- SHORT PROBLEM -
Report how many lines of the data that follow contain the string "below", counting a match only when the case is identical. Give the number alone.
* Begin *
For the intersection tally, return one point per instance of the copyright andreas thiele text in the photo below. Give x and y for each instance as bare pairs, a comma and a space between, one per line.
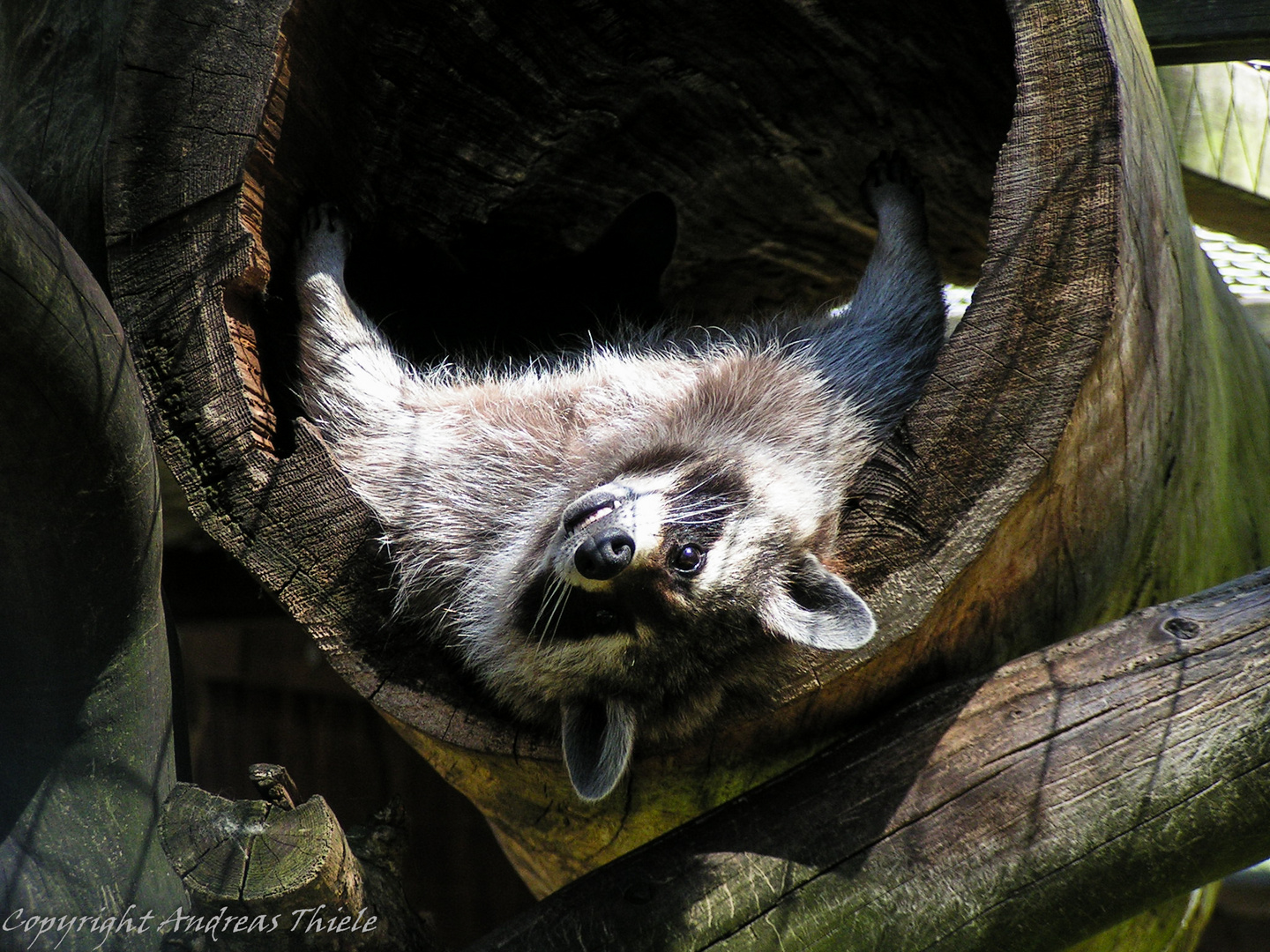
51, 931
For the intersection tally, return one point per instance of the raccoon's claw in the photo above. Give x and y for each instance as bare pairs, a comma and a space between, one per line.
889, 179
323, 242
597, 738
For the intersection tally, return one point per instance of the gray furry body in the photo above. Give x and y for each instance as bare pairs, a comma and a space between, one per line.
616, 542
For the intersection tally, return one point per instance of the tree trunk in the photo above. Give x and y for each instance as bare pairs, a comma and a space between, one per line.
86, 710
1094, 438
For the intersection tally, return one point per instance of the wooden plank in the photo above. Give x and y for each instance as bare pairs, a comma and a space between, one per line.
1221, 117
57, 86
1206, 31
1094, 439
1024, 811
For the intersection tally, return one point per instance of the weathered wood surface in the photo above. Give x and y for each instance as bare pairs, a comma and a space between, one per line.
1024, 811
1094, 439
57, 66
86, 711
1221, 115
288, 876
1206, 31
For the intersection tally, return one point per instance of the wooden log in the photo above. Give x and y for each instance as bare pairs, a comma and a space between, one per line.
1065, 792
1206, 31
1094, 439
270, 876
86, 709
1221, 115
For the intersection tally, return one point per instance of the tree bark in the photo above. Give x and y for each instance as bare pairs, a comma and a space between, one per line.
1065, 792
86, 709
1094, 439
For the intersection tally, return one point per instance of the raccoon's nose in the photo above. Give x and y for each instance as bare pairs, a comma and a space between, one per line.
601, 556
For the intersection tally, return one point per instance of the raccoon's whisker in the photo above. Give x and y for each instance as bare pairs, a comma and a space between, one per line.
705, 512
550, 599
557, 612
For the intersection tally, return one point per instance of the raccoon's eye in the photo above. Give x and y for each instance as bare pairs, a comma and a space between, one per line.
689, 560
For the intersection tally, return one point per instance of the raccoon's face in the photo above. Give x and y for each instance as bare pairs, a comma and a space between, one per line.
657, 587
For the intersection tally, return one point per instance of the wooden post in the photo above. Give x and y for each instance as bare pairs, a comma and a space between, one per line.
1065, 792
1095, 438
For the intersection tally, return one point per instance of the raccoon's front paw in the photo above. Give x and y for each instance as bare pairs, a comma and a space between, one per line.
322, 247
891, 181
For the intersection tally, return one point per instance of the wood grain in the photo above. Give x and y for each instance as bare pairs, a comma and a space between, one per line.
1024, 811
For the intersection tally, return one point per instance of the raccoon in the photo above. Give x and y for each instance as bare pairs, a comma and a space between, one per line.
619, 541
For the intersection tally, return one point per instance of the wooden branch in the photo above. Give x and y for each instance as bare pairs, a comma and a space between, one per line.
86, 706
1024, 811
57, 86
1206, 31
288, 877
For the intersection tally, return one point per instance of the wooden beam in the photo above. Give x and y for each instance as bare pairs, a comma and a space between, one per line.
1024, 811
1206, 31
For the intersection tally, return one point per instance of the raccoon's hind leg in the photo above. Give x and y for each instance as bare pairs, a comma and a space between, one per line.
880, 353
349, 376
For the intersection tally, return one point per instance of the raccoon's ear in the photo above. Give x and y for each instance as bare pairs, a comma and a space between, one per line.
597, 738
819, 609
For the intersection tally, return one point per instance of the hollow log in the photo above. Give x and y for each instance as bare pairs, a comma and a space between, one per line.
1094, 438
990, 813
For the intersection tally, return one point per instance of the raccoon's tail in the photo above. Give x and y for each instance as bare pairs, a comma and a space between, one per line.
883, 349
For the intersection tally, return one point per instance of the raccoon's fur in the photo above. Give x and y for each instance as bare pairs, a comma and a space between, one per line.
616, 542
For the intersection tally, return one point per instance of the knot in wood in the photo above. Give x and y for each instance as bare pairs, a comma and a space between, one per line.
639, 891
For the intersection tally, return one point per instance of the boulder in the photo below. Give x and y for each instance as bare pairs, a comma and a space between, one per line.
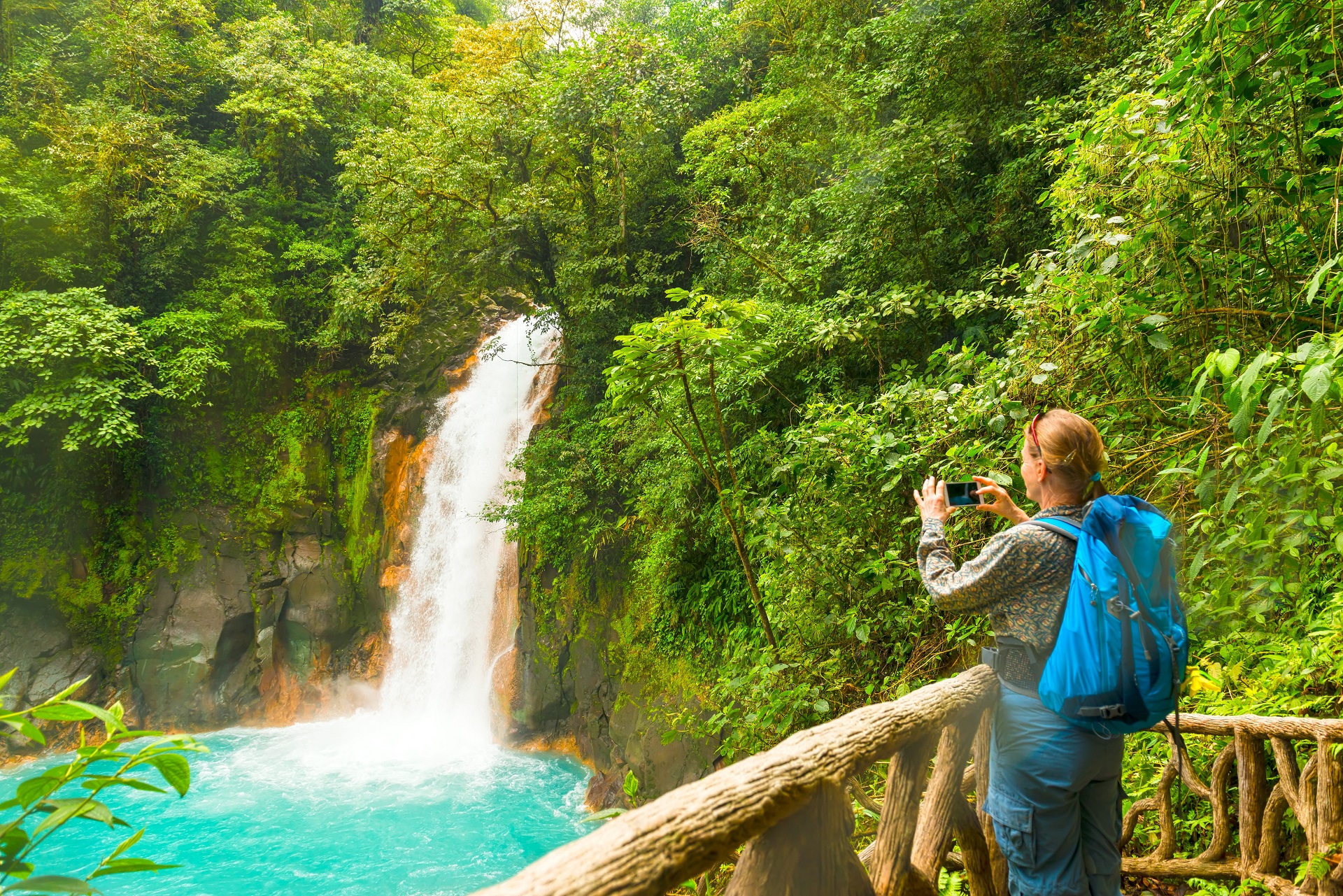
* End *
- EXERCISE OUTPUT -
2